By Bill Wilson
Adapted from a
letter to the U.S. Senate.
The nation is risking a fiscal calamity that threatens a catastrophic
default on the $14.2 trillion national debt and the collapse of the
dollar as the world’s reserve currency. If something is not done to
bring the nation’s fiscal house into order, soon the debt will become
too large to even refinance, let alone be repaid.
That is why Americans for Limited Government strongly endorses the
Senate Republican Balanced Budget Amendment and urges all members of the
Senate to fight for its immediate adoption. Soon the gross national
debt will become larger than the entire economy, and by 2021, the
Office of Management and Budget projects it will soar to over $25
trillion.
Interest payments alone threaten to destabilize the nation’s finances
very soon.
In 2010, the Treasury paid a total of $413 billion in interest on the
debt, including $216 billion to the Social Security and Medicare
trust funds. The total interest is a real obligation that requires
real borrowing to meet, and cannot be readily discounted as revenue to
the entitlement programs when it is in fact a liability to taxpayers.
________________
▶ **STUDY QUESTIONS**
**A)** According to the passage on the national debt, what total amount of interest did the Treasury pay on the debt in 2010?
**B)** Write a continuation of the passage on the national debt, picking up after its final sentence.

Collected data entries
________________
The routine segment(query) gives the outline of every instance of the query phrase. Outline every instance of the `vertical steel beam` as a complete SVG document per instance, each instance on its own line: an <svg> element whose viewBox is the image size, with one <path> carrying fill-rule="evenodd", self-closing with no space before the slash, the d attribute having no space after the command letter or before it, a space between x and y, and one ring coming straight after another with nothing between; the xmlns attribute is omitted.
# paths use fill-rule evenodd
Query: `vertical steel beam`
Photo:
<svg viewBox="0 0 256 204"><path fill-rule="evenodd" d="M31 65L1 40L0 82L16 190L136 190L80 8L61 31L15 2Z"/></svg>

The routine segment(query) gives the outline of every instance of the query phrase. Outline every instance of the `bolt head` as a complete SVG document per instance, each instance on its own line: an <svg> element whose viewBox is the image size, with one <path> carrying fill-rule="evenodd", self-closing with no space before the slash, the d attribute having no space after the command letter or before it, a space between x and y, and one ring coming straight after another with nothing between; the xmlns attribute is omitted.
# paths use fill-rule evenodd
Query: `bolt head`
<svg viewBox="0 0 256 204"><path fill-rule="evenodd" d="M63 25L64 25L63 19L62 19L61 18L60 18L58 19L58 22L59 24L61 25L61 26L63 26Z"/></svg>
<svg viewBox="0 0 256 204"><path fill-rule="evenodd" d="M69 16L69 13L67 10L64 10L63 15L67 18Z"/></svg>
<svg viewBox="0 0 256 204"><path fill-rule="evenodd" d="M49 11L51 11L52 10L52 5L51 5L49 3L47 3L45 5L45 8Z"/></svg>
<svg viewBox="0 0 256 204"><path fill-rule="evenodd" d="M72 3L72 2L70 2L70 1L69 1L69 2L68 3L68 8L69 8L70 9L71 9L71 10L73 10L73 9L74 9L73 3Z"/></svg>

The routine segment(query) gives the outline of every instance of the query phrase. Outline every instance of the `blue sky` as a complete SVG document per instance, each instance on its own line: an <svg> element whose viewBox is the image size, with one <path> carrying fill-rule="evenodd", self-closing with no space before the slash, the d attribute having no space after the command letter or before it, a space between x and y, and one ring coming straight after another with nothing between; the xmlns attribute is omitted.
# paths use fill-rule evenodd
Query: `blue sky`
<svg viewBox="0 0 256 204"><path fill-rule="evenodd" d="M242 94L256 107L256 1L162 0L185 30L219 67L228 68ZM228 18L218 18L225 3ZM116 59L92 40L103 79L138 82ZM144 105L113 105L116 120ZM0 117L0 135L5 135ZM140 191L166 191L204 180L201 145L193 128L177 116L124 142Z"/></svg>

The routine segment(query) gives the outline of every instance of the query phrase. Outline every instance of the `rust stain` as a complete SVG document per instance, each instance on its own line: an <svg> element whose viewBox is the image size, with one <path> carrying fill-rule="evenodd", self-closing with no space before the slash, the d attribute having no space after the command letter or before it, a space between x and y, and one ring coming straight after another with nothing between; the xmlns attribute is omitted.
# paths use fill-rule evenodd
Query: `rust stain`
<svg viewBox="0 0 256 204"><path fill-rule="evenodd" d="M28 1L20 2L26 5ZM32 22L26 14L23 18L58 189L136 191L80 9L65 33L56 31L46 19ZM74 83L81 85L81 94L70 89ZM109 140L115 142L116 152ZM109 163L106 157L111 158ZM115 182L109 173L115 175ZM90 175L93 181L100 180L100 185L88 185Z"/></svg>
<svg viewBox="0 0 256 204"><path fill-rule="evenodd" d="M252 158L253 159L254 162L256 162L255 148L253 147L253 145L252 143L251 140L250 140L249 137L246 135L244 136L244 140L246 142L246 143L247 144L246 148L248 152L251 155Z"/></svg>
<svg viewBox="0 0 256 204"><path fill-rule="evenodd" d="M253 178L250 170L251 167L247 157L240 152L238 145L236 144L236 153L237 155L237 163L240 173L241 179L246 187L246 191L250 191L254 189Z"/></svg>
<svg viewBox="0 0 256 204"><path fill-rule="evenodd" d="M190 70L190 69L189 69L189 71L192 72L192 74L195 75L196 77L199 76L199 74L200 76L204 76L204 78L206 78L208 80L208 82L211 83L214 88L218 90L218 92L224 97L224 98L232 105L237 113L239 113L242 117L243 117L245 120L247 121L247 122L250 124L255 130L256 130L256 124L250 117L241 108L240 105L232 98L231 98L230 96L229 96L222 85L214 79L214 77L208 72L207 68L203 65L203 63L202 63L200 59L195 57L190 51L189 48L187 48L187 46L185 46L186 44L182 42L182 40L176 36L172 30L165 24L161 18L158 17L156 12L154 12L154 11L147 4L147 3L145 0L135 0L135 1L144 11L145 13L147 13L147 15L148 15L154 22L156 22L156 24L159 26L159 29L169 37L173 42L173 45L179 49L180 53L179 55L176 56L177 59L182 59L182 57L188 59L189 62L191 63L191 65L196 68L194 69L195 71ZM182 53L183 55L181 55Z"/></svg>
________________
▶ **ANSWERS PER TASK**
**A)** $413 billion

**B)**
The total interest owed on the debt will actually be over $1.2
trillion in 2021. And since the government never anticipates the debt
being paid down, the number will easily grow to over $2.4 trillion by
2030. Moody’s
has warned that when interest owed on the debt reaches 18 to 20
percent of revenue, the nation’s gold-plated Triple-A credit rating
will be downgraded. The trouble is that the Office of Management
and Budget projects total interest owed for 2011 to be $430.4 billion.
By that measure, total interest is already 19.79 percent of the
projected $2.174 trillion of revenue. That means time has already run
out.
Currently, the $14.2 trillion national debt already stands at 95.5
percent of the nation’s $14.8 trillion Gross Domestic Product (GDP).
While it is unclear at what percentage of debt-to-GDP that the debt will
become too large to refinance, the warning signs are already there
that we cannot even meet our current obligations honestly.